--- start Given text ---

Also, hood 20 may have a sensor 57 inside the hood enclosure 30, as shown in FIG. 5 a, that upon detection of the presence of laboratory equipment or chemical beakers, vials, and so on, within the hood enclosure 30, may provide a signal that causes the fume hood 20 to exit decommission mode.
The airflow at fume hood 20 may vary in a linear manner between adjustable minimum and maximum flow set points to maintain a constant face velocity throughout the range between the points. A minimum volume flow should be set to assure flow through the fume hood 20 even with the sash 33 fully closed.
The fume hood monitor 11 may be provided to receive a sash sensor 34 output, and a presence and/or motion sensor 42 signal. This same monitor may generate an exhaust airflow control signal for the appropriate airflow control device in order to provide a constant average face velocity. Audible and separate visual alarms may be provided for flow alarm and emergency exhaust conditions. The fume hood monitor 11 may incorporate the following capabilities. One capability is the LED display 12 to show one of the following measurements which may include cubic feet per minute (CFM), meters cubed per hour (m³/h), liters per second (l/s), feet per minute (fpm), and meters per second (m/s). The display may instead be an LCD or other type of display.

--- end Given text ---
--- start Recorded data ---

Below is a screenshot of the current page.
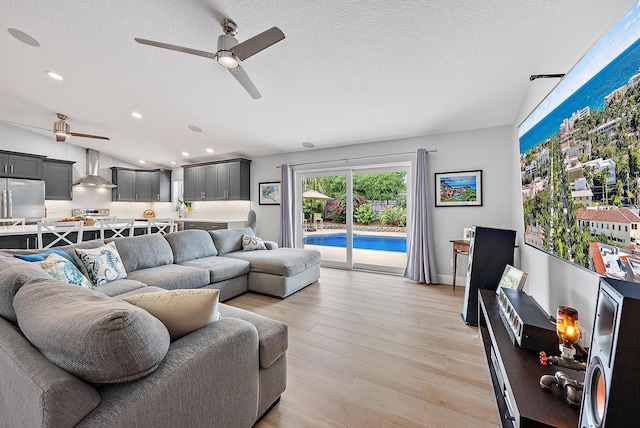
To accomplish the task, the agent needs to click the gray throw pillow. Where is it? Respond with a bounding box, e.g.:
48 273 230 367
13 280 169 383
209 227 256 256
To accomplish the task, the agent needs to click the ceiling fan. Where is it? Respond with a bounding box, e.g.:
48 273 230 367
135 18 284 99
3 113 109 143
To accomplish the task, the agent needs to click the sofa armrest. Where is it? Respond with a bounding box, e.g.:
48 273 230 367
0 318 100 428
262 241 278 250
77 318 259 428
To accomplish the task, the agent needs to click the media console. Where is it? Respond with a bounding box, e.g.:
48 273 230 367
478 290 584 428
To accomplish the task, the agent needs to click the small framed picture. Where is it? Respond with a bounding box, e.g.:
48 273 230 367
435 169 482 207
258 181 280 205
496 265 527 293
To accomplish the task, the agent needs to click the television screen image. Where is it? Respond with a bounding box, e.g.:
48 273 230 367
518 2 640 282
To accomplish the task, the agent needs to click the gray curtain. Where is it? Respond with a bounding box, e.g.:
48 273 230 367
280 164 294 248
404 149 438 284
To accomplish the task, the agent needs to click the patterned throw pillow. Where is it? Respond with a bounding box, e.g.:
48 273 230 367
74 242 127 285
38 253 93 290
242 235 267 251
122 289 220 341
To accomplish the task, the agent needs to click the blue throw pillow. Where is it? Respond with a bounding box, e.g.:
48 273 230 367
38 253 93 290
13 248 75 263
74 242 127 285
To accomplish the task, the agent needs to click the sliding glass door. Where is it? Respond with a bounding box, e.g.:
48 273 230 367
296 164 409 273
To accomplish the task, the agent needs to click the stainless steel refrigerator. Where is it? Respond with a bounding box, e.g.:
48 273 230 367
0 178 44 223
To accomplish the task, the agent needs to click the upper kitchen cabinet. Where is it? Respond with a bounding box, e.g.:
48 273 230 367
151 169 171 202
183 159 251 201
42 159 75 201
216 159 251 201
111 167 171 202
0 152 44 180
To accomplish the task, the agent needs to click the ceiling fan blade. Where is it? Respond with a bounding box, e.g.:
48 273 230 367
228 65 262 100
231 27 284 61
0 120 53 132
69 132 110 140
134 37 216 59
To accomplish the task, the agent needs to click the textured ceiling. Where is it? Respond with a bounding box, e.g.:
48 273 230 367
0 0 624 166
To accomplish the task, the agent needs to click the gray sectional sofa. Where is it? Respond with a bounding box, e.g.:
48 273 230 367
0 228 320 428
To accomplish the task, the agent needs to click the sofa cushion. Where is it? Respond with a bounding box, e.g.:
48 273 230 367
75 242 127 285
209 227 256 256
164 230 218 264
242 235 267 251
0 257 51 322
182 256 251 284
122 289 220 341
110 233 173 272
219 303 289 369
225 248 320 276
37 253 93 289
128 264 209 290
93 278 149 297
14 279 169 383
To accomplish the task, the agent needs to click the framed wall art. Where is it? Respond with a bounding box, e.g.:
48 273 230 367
258 181 280 205
435 170 482 207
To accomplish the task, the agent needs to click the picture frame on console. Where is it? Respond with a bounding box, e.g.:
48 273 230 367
435 169 482 207
258 181 280 205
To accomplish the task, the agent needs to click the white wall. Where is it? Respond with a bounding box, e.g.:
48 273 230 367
251 126 513 284
511 0 633 335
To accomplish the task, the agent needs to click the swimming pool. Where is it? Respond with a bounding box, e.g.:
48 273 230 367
304 233 407 253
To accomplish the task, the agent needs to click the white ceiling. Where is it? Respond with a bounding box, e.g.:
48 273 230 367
0 0 624 167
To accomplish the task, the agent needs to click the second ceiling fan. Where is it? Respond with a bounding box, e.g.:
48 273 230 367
135 18 284 99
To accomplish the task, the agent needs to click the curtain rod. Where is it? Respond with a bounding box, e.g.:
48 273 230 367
276 149 438 168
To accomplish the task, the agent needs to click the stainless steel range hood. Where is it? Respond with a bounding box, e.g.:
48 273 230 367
73 149 116 189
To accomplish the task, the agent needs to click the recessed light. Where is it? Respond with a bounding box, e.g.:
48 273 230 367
7 28 40 48
47 71 64 80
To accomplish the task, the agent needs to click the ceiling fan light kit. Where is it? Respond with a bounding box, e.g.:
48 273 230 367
134 18 284 99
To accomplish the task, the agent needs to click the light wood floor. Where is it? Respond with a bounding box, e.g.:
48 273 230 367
227 268 498 428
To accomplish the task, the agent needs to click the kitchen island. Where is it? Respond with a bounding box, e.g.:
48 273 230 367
0 218 247 250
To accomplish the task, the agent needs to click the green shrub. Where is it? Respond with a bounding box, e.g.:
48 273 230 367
380 207 407 226
353 204 376 225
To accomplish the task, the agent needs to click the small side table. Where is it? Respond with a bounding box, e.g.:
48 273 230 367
449 239 471 290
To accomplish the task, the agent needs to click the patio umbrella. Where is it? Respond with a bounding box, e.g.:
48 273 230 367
302 190 331 232
302 190 331 199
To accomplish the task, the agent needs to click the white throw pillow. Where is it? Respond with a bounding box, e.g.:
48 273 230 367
122 289 220 341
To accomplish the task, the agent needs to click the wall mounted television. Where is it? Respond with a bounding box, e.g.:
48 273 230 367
518 2 640 282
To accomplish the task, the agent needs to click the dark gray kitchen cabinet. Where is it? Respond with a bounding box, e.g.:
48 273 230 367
111 167 171 202
111 167 136 202
135 171 155 202
183 159 251 201
151 169 171 202
178 166 196 201
0 152 44 180
225 159 251 201
42 159 75 201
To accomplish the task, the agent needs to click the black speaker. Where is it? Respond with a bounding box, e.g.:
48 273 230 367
461 226 516 325
579 278 640 428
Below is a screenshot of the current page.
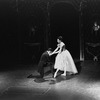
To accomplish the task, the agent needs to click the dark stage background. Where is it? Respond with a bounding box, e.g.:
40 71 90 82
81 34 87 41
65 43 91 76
0 0 100 66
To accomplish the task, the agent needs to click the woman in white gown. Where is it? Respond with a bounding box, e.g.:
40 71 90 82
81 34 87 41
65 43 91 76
50 36 78 78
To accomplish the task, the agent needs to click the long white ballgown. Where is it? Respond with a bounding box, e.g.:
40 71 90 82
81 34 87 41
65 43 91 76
54 42 78 74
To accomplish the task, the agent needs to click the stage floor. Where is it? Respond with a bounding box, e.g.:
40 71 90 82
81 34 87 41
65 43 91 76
0 61 100 100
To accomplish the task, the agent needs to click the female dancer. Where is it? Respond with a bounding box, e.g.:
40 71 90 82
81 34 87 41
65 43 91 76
50 36 78 78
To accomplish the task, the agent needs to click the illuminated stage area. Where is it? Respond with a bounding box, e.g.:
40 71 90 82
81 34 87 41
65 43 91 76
0 61 100 100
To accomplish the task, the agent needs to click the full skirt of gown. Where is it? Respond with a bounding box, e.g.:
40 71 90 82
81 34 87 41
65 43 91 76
54 50 78 74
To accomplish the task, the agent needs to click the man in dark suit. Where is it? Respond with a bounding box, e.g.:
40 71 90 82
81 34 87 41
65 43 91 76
38 48 52 78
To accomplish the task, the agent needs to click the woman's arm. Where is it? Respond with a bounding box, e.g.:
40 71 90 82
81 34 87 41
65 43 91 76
49 47 59 56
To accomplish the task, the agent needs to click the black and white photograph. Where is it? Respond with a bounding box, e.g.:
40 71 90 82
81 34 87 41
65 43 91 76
0 0 100 100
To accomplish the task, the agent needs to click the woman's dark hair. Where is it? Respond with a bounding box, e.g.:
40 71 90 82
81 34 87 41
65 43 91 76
57 36 63 41
47 48 52 51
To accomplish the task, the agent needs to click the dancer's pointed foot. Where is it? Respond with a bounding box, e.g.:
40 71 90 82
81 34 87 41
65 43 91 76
61 73 66 76
54 74 57 78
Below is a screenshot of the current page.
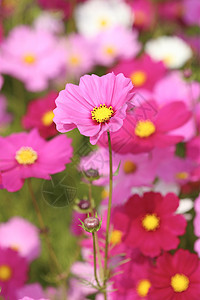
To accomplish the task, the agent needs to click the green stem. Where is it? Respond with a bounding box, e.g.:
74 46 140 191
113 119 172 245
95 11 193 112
27 179 62 275
104 131 113 300
92 232 101 288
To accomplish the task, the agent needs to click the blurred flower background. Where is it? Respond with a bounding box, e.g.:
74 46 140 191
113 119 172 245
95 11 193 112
0 0 200 300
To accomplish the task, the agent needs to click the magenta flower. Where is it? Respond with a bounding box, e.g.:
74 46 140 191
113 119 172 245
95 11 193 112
0 248 28 300
0 217 40 261
131 0 156 30
22 91 58 138
53 73 133 144
148 249 200 300
100 99 191 154
93 27 141 66
112 54 166 90
0 26 65 92
118 192 187 257
0 129 72 192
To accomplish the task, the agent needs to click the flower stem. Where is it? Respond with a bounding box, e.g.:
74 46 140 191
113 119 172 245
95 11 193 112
27 178 62 275
92 232 101 288
104 131 113 300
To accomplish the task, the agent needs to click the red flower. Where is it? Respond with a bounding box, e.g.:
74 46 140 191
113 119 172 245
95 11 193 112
149 249 200 300
118 192 187 257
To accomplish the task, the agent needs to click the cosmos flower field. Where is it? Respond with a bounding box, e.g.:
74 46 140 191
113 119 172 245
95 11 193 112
0 0 200 300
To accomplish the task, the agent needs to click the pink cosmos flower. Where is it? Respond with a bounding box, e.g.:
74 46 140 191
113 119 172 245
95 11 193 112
0 248 28 300
183 0 200 26
194 195 200 257
1 26 65 92
0 95 12 131
118 192 187 257
62 33 94 80
93 27 141 66
112 54 166 90
38 0 84 18
153 71 200 108
0 217 40 261
0 129 72 192
22 91 58 138
0 74 3 89
53 73 133 145
99 98 191 154
130 0 155 30
148 249 200 300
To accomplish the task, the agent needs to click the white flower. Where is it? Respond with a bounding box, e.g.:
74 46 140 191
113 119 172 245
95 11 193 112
75 0 133 37
145 36 192 69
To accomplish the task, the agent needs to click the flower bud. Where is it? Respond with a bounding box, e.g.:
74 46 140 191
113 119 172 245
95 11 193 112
84 168 100 181
78 199 90 210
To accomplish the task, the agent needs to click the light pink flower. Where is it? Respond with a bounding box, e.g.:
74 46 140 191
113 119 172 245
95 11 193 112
0 129 72 192
0 217 40 261
62 34 94 79
93 27 141 66
0 26 65 92
53 73 133 144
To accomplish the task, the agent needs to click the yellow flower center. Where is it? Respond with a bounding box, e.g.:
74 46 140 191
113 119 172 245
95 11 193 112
0 265 12 281
142 214 160 231
101 189 109 199
104 46 116 56
130 71 147 87
135 120 156 138
23 54 36 65
15 147 38 165
136 279 151 298
91 104 114 123
42 110 54 126
171 273 190 293
176 172 189 180
110 230 123 245
123 160 137 174
69 55 81 66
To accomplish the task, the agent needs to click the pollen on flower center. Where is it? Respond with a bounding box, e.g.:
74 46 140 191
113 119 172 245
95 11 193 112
123 160 137 174
110 230 123 245
0 265 12 281
130 71 147 87
91 104 114 123
15 147 38 165
142 214 160 231
136 279 151 298
176 172 189 180
135 120 156 138
42 110 54 126
171 273 189 293
23 54 36 65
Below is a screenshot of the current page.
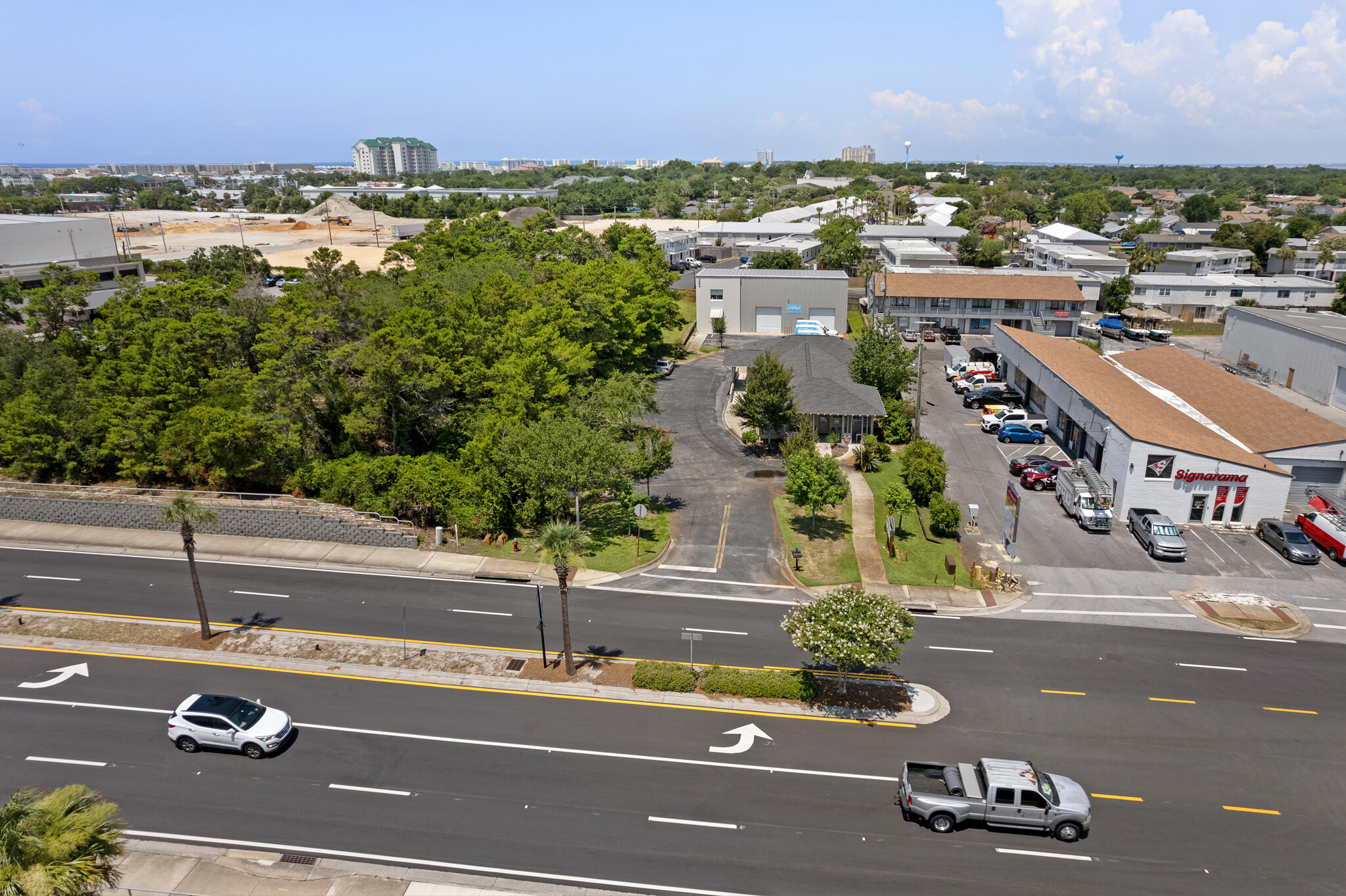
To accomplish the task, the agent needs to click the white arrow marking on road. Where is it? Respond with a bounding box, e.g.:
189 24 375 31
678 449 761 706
710 723 772 753
19 663 89 688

--- end Recorded data ---

Exercise set:
1. Using the fume hood passage, answer these:
(a) What may sensor 57 detect that leads to a signal causing fume hood 20 to exit decommission mode?
(b) What is a minimum volume flow meant to assure?
(c) Which two inputs may the fume hood monitor 11 receive?
2. Carry on the fume hood passage, starting right after its last sentence.

Solved tasks:
1.
(a) The presence of laboratory equipment or chemical beakers, vials, and so on, within the hood enclosure 30.
(b) Flow through the fume hood 20 even with the sash 33 fully closed.
(c) A sash sensor 34 output and a presence and/or motion sensor 42 signal.

2.
The monitor 11 may have an alarm muting, which silences the audible alarm for an adjustable time period, when the mute button is pushed. If another alarm is generated during the mute period, the new alarm may override the mute delay and sound an alarm again. There may be an auto alarm muting, which sets the alarm to mute automatically after 20 seconds or so.
The monitor 11 may have the emergency exhaust button 22 with the LED 23, which activates an emergency exhaust mode. In this mode, the exhaust air is at its maximum flow. When activated, the alarm may sound and the associated LED may flash. To activate the emergency exhaust mode, one may push the emergency exhaust button 22. Button 22 may be pushed again to cancel the emergency exhaust mode.
The flow alarm LED 15 may illuminate to indicate an unsafe airflow condition. The audible alarm may also activate and subsequently be muted. For example, there may be a broken retracting cable alarm in the case where the sash 33 is operated with the cable, which has an audible alarm with a flashing LED to indicate whether a vertical sash sensor cable is detached, thereby ensuring the fume hood users' safety.
The monitor 11 may have a diversity alarm that has a LED 16, which can be activated locally or from the building management system. An audible alarm will not necessarily be generated at the fume hood monitor relative to the diversity alarm.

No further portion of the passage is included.